— START Given data —

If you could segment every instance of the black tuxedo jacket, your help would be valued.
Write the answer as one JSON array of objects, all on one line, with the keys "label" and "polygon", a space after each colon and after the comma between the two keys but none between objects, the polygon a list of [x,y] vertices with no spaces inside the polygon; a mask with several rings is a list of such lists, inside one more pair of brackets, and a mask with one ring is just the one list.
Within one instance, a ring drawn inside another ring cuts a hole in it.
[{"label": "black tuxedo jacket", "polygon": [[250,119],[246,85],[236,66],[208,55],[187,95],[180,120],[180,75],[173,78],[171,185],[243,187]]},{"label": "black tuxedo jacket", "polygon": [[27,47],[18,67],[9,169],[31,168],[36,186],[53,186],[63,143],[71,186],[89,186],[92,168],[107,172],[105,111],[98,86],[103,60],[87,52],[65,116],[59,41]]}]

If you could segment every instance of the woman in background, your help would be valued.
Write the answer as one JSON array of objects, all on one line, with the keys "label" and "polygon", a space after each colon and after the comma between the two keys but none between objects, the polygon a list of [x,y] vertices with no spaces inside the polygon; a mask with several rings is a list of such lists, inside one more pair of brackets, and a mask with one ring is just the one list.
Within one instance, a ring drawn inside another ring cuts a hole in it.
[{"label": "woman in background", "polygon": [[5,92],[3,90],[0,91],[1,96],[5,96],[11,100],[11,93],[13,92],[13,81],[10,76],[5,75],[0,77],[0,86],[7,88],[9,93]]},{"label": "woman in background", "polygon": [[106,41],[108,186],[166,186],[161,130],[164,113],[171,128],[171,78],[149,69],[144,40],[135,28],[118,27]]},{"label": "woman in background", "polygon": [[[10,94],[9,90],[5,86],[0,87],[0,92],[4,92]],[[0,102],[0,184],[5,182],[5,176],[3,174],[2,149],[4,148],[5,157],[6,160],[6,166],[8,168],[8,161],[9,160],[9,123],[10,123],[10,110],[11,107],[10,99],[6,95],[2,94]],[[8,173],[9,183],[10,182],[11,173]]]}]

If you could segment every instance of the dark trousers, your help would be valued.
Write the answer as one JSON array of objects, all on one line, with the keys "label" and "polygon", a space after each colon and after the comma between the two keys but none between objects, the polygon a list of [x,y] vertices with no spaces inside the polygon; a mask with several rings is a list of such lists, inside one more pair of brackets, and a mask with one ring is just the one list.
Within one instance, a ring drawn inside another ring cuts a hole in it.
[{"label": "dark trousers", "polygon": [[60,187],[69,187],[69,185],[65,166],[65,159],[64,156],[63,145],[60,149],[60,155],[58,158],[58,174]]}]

— END Given data —

Prompt: Reproduce the items above verbatim, starting at the line that contains "If you could segment every instance of the woman" and ending with the last line of the items.

Response to the exercise:
If you could segment every instance of the woman in background, your help would be valued.
Write the answer as one JSON array of objects, all on one line, with the keys "label" and "polygon", a space after each colon and after the comma between the two keys but none between objects, the polygon a list of [x,y] vertices with no spaces inside the polygon; a mask with several rings is a list of such lists, inside one more pair of brackets, and a mask with one ring is just the one list.
Within one instance, a ring drawn inside another ring cuts a hole in it.
[{"label": "woman in background", "polygon": [[5,92],[3,90],[0,91],[1,96],[5,96],[11,100],[11,93],[13,92],[13,81],[10,76],[5,75],[0,77],[0,86],[7,88],[9,93]]},{"label": "woman in background", "polygon": [[106,41],[108,186],[166,186],[161,130],[164,113],[171,128],[171,78],[149,69],[144,40],[135,28],[118,27]]},{"label": "woman in background", "polygon": [[[10,94],[9,90],[5,86],[0,87],[0,92],[4,92]],[[0,102],[0,184],[5,182],[5,176],[3,174],[2,149],[4,148],[5,157],[6,160],[6,166],[8,168],[8,161],[9,160],[9,123],[10,123],[10,110],[11,107],[10,99],[6,95],[2,94]],[[8,173],[9,183],[10,182],[11,173]]]}]

If you could segment every instance of the dark trousers, your help would be valued.
Write the answer as one JSON array of objects, all on one line, with the keys "label" and "polygon", a space after each colon and after the comma between the two keys but none between objects, the polygon a list of [x,y] vertices with no spaces inside the polygon; a mask with several rings is a list of such lists, inside one more pair of brackets, and a mask with one ring is just the one list.
Within one instance, a ring drawn inside another ring cuts a hole in it.
[{"label": "dark trousers", "polygon": [[60,187],[69,187],[69,185],[65,166],[65,159],[64,156],[63,145],[60,149],[60,155],[58,158],[58,174]]}]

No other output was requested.